→ **Prompt**
Return every line of the listing below unchanged, leaving out the picture.

>> START Records

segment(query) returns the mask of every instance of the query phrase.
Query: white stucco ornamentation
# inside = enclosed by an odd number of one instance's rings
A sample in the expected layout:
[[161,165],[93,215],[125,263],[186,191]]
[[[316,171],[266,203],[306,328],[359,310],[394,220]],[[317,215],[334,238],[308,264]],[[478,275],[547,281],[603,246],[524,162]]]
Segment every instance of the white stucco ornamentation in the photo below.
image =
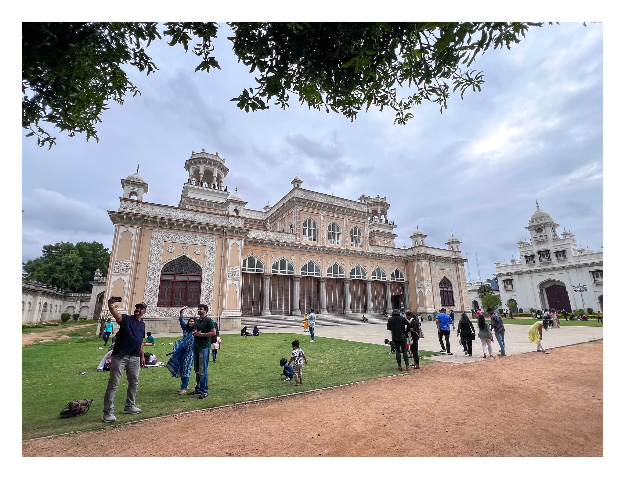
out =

>> END Records

→ **Response to the task**
segment(query) returns the mask of every instance of the query phrase.
Query: white stucco ornamentation
# inside = enclosed by an odd number of one instance's rings
A sample in the expected layout:
[[161,165],[93,215],[125,263],[186,191]]
[[[316,171],[266,203],[306,328],[359,310],[394,220]],[[317,215],[334,238],[308,264]],[[478,275],[547,281],[603,246],[524,162]]]
Segment every instance of the white stucco ornamentation in the photo below.
image =
out =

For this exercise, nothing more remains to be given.